Give back exactly the lines from the one containing "Q: Tag each instance of the black wristwatch" through the end of the records, including both, and no others.

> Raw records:
== == ==
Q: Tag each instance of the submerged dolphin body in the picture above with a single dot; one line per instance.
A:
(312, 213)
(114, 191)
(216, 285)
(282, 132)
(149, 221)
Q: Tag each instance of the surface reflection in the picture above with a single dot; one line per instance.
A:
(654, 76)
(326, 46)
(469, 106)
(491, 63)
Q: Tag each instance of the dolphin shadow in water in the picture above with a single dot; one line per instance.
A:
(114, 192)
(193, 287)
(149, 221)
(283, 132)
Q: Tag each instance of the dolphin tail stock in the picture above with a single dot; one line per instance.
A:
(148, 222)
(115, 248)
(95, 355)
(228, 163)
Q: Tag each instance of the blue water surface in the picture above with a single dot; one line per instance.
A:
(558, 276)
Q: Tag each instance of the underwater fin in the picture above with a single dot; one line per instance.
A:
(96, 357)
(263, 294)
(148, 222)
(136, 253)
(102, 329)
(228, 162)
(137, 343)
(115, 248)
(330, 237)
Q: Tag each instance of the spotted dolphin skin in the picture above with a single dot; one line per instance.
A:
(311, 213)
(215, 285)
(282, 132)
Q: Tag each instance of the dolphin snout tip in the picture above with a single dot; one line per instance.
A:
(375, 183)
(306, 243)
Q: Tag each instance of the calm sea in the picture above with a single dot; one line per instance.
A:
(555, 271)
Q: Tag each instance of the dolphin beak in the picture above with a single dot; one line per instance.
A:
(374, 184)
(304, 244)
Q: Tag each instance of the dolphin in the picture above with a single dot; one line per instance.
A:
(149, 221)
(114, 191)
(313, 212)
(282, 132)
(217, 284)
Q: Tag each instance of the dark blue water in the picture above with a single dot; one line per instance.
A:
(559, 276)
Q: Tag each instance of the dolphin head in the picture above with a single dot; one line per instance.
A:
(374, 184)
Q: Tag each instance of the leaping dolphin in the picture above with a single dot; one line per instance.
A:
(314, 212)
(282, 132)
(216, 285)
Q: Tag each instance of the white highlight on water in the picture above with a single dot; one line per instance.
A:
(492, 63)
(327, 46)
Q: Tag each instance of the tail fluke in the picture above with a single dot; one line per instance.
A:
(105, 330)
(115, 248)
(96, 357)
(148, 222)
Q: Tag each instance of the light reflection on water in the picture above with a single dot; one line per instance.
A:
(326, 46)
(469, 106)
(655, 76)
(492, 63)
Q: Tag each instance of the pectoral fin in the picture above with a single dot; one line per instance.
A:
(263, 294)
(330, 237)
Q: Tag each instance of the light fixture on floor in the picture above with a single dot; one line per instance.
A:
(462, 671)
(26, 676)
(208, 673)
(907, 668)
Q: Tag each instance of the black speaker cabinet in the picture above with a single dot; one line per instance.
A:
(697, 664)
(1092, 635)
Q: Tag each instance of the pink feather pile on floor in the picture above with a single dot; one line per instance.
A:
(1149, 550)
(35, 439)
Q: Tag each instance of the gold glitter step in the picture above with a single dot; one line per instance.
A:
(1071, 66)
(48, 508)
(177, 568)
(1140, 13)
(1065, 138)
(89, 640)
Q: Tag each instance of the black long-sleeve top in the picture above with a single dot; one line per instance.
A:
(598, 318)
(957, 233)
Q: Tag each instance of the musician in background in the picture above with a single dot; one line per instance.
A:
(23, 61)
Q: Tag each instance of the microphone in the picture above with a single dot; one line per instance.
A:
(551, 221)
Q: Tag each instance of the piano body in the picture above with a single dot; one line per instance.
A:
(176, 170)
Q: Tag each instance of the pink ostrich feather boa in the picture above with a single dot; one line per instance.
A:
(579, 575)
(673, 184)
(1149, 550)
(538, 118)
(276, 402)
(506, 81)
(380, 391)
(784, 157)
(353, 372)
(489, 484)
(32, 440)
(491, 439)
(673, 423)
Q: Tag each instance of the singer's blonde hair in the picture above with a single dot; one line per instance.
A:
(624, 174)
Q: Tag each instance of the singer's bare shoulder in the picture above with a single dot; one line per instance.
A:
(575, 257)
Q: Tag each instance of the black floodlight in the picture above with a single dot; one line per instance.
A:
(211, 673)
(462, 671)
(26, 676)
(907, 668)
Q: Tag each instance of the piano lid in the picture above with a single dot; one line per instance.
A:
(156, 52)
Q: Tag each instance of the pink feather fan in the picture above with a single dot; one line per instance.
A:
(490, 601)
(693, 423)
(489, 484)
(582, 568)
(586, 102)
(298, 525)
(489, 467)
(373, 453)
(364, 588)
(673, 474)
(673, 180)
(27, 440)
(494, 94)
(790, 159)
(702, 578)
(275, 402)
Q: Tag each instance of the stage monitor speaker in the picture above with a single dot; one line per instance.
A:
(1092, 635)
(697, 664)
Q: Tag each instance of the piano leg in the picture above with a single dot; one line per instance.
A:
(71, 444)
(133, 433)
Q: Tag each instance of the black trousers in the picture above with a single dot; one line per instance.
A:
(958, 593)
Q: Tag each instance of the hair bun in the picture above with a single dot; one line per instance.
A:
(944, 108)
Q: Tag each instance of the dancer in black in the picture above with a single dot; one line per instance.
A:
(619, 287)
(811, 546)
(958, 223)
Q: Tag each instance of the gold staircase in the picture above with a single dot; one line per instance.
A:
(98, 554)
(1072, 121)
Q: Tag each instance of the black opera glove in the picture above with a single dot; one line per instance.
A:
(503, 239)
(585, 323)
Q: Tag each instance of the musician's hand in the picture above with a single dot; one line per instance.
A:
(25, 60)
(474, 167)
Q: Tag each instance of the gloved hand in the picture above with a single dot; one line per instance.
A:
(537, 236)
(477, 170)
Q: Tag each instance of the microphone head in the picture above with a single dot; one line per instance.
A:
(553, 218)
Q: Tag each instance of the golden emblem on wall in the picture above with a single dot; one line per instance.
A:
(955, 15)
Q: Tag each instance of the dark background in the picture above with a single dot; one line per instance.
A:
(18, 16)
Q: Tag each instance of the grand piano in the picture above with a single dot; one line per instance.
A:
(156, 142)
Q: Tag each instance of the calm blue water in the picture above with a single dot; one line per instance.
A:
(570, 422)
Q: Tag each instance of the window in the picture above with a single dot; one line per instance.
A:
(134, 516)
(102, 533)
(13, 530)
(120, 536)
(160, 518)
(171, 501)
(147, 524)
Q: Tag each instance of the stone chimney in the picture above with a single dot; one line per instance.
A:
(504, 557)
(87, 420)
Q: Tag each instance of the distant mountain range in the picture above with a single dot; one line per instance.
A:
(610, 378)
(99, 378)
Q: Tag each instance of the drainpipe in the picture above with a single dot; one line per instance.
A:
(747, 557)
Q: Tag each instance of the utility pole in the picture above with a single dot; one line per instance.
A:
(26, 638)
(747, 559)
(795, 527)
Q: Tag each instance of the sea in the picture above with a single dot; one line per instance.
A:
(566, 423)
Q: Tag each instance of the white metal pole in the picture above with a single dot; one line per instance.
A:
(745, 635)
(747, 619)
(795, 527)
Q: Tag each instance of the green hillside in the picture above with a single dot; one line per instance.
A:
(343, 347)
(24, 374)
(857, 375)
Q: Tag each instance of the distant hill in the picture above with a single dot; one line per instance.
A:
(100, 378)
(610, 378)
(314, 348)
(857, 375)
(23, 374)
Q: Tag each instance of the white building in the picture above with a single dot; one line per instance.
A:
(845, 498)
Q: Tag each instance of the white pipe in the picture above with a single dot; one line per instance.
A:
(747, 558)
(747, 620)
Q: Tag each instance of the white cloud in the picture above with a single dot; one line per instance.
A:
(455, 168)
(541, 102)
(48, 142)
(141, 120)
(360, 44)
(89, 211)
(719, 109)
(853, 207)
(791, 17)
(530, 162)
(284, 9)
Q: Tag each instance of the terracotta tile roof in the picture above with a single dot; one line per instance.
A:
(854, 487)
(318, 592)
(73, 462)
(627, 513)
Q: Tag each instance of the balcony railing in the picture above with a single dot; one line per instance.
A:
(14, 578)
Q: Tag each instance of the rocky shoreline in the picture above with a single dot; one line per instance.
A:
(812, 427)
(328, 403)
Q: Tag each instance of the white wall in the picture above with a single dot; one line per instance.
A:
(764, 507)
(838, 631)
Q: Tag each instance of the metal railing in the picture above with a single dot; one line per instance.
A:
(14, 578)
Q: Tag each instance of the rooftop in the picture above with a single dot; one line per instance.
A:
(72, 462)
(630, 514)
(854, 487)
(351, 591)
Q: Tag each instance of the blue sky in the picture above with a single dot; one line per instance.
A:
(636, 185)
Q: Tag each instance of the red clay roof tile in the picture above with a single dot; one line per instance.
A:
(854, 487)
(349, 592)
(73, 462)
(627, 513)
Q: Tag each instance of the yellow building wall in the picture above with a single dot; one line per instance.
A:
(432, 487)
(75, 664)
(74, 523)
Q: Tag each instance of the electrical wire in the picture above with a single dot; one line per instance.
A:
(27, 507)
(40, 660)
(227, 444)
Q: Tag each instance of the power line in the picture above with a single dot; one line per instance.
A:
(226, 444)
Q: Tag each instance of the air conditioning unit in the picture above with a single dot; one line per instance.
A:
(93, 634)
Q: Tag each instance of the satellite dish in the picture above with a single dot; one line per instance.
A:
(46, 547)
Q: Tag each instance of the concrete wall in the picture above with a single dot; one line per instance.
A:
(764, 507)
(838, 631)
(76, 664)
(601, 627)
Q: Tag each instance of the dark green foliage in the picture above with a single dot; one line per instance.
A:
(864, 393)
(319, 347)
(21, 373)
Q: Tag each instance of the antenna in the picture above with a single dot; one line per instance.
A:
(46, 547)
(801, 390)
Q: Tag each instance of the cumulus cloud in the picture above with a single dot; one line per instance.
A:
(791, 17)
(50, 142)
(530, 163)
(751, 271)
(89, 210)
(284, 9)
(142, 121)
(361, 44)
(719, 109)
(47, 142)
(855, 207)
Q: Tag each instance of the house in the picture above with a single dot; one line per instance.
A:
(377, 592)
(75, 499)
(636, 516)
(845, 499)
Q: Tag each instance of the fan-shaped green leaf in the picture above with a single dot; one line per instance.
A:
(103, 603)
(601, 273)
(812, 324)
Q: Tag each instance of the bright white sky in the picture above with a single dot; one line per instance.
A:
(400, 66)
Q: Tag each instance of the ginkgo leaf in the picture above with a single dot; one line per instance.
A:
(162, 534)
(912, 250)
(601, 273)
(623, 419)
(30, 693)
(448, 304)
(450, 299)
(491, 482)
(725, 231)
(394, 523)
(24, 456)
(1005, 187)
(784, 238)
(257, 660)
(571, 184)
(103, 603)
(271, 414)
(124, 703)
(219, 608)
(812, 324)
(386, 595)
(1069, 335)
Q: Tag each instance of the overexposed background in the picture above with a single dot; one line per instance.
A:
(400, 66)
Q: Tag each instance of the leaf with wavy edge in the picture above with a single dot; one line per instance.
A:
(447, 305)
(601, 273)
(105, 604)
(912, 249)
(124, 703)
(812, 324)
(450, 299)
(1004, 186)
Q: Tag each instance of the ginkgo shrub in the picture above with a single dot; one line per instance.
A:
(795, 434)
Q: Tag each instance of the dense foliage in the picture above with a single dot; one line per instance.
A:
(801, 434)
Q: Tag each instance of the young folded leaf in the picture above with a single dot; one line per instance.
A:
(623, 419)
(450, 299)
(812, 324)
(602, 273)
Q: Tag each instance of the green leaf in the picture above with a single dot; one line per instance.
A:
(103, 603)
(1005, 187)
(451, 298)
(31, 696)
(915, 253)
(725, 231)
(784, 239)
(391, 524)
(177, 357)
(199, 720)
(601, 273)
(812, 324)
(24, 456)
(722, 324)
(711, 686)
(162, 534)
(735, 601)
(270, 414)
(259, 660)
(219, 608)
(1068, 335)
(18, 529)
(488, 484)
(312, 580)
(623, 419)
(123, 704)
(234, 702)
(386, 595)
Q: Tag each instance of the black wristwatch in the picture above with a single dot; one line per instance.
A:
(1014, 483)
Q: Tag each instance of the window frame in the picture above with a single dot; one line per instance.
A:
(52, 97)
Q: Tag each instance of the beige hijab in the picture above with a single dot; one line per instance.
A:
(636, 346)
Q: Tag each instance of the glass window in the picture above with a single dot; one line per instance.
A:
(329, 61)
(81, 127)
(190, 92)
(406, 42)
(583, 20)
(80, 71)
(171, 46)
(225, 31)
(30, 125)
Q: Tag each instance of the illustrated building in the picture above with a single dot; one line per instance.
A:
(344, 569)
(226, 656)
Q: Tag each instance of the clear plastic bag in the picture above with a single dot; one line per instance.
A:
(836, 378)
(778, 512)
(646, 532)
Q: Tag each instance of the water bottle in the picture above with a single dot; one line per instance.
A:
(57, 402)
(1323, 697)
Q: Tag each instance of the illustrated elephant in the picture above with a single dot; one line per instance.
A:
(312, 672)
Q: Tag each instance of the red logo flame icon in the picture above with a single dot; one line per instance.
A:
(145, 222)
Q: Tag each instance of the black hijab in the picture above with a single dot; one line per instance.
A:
== == ==
> RESPONSE:
Q: Tag each instance of the black wristwatch in the picture above with a single dot; one line per instance.
A:
(1014, 483)
Q: Tag each instance of the window frame in the picture above with a single dot; one line per instance.
A:
(52, 97)
Q: Tag each instance of the beige hijab in the picture above with a single dot; one line per instance.
A:
(636, 346)
Q: Tag each instance of the glass window in the picture above with a single dot; one line per instance.
A:
(329, 61)
(81, 127)
(190, 92)
(406, 42)
(583, 20)
(80, 71)
(171, 46)
(225, 31)
(30, 125)
Q: Tag each instance of the illustrated building in the picture above with a single dot; one line per instance.
A:
(344, 569)
(226, 656)
Q: Tag each instance of the clear plastic bag in the picture above with a single dot; one line per instance.
A:
(836, 378)
(778, 512)
(646, 532)
Q: Tag each instance of the water bottle in the picture above with a single dot; one line per instance.
A:
(57, 402)
(1323, 697)
Q: Tag each instance of the illustrated elephant in the picture above with a single dot; one line per instance.
A:
(312, 672)
Q: Tag each instance of the red logo flame icon in the picture above with a single dot; one line per instance.
A:
(145, 222)
Q: Tag each instance of the black hijab in the picture above with a single dot; one line per instance.
A:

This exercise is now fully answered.